Supplied passage –
The testing section enables users to test pipeline code prior to deployment. In the example above, the testing code executes query_sql and sends the result to the execute function.

Nodes that load data use a file upload widget so that a file can be uploaded prior to processing. Running the code below yields a button that allows users to submit a CSV file. Data associated with the code can be accessed by the execute function as shown in the 2nd code snippet below.

# Example 2: Testing section for Input_File node

# Load Jupyter black, and create widget for uploading CSV for testing node operation
from IPython.display import display
import ipywidgets as widgets

import jupyter_black
jupyter_black.load(line_length=100)

# Create file upload widget
file_uploader = widgets.FileUpload(
    multiple=False,
)
display(file_uploader)

# Retrieve context variable from most recent run
from ganymede_sdk import Ganymede
g = Ganymede()

# Assemble file uploaded into dictionary keyed by filename
f = file_uploader.value[0]
input_file = {f.name: f.content.tobytes()}
print("\nInput file: \n" + "\n".join(input_file.keys()))

# Run user-defined Python on uploaded file
res = execute(input_file, ganymede_context=g.ganymede_context)

Written tasks –
A – Translate this sentence from the pipeline testing passage into Spanish: "Nodes that load data use a file upload widget so that a file can be uploaded prior to processing."
B – Please carry on the pipeline testing passage from the point where it stops.

Items from a data source –
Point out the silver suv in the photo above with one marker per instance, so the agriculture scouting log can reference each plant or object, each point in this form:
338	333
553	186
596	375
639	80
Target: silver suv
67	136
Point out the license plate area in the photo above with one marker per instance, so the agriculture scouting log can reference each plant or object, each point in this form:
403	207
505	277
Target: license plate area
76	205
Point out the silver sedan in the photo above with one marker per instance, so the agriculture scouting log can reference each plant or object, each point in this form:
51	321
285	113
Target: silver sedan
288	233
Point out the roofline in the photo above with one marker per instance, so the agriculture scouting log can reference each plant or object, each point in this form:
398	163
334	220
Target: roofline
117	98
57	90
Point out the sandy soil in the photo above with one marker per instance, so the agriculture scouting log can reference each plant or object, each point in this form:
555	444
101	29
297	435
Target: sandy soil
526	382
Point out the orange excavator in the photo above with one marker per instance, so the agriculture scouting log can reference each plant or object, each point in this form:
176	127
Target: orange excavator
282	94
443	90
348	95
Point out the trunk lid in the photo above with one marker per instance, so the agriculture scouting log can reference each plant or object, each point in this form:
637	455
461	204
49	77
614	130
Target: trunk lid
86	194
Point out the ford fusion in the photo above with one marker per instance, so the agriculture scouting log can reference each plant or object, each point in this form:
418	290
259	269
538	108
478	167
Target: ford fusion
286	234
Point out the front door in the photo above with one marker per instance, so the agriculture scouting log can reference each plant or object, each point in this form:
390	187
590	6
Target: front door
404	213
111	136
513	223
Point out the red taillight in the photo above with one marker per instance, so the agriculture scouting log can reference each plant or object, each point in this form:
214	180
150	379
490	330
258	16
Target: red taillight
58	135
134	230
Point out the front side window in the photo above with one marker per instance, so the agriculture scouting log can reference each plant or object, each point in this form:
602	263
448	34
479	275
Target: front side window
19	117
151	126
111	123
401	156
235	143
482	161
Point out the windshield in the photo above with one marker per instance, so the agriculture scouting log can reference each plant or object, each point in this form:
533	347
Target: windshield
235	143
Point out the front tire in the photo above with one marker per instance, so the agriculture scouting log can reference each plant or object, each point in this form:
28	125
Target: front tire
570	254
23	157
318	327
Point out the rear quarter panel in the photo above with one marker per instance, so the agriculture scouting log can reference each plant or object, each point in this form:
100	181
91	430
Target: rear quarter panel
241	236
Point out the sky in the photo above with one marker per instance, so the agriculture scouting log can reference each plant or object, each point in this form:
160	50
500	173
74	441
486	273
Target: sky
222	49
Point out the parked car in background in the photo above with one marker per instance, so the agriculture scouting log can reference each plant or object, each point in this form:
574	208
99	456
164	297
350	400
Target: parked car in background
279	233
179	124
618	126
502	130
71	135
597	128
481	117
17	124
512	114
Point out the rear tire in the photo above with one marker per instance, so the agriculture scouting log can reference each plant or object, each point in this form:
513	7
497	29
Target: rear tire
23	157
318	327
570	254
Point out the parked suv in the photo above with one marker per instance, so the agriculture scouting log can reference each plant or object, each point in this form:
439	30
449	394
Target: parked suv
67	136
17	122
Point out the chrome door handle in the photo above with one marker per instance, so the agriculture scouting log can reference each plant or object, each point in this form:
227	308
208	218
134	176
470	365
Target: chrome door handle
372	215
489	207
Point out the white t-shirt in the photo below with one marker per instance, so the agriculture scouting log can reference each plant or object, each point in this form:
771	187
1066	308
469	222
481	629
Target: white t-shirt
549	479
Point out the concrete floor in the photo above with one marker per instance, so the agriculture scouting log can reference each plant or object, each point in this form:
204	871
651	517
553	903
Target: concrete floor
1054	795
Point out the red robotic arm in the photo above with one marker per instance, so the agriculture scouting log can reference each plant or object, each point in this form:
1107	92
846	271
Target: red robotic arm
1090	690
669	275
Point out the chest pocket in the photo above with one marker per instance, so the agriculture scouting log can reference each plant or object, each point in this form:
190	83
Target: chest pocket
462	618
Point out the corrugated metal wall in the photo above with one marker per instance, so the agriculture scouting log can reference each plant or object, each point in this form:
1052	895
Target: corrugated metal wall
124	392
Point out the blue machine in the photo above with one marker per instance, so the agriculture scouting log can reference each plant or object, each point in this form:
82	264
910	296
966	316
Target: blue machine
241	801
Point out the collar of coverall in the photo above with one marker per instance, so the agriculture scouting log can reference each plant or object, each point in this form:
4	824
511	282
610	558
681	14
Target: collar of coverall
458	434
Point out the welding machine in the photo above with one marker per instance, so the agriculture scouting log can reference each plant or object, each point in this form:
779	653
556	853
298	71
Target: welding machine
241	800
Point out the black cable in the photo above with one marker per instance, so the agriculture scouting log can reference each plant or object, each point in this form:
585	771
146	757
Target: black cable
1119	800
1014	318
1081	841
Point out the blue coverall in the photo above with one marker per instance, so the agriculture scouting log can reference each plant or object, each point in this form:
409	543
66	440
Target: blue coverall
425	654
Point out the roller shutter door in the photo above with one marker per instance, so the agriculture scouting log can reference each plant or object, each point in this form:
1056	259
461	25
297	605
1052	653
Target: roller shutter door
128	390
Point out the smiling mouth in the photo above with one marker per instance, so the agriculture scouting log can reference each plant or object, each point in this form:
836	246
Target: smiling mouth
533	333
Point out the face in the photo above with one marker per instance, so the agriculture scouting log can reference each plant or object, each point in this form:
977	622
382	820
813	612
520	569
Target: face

Written responses –
A – Los nodos que cargan datos utilizan un widget de carga de archivos para que se pueda cargar un archivo antes del procesamiento.

B –
res

Saving and Deploying Pipeline Code

Saving notebooks can be accomplished in a couple ways:

Clicking the button in the upper right hand corner of the notebook.
Typing Cmd+S (Mac) or Ctrl+S (Windows/Linux) to save the pipeline cell(s).
Selecting the Kernel menu and then selecting Save Commit and Deploy

Executing any of these actions will lint the pipeline cell(s), and then commit and deploy the pipeline code to the workflow orchestrator. A pop-up will box will appear for each of these actions; lint errors will be displayed in the initial pop-up, and commit confirmation will be displayed on the second pop-up.

Adding flow inputs

Flows can be configured to accept user inputs at the start of each run by selecting the appropriate node and saving the flow. There are three types of inputs:

File inputs (e.g. - FileAny, FileCSV, etc.)
Text (string) inputs (e.g. - string)
Tag inputs (e.g. - TagBenchling)

A list of available nodes and their associated categories can be found on the table listing of node characteristics More detail can be found on the Node documentation page.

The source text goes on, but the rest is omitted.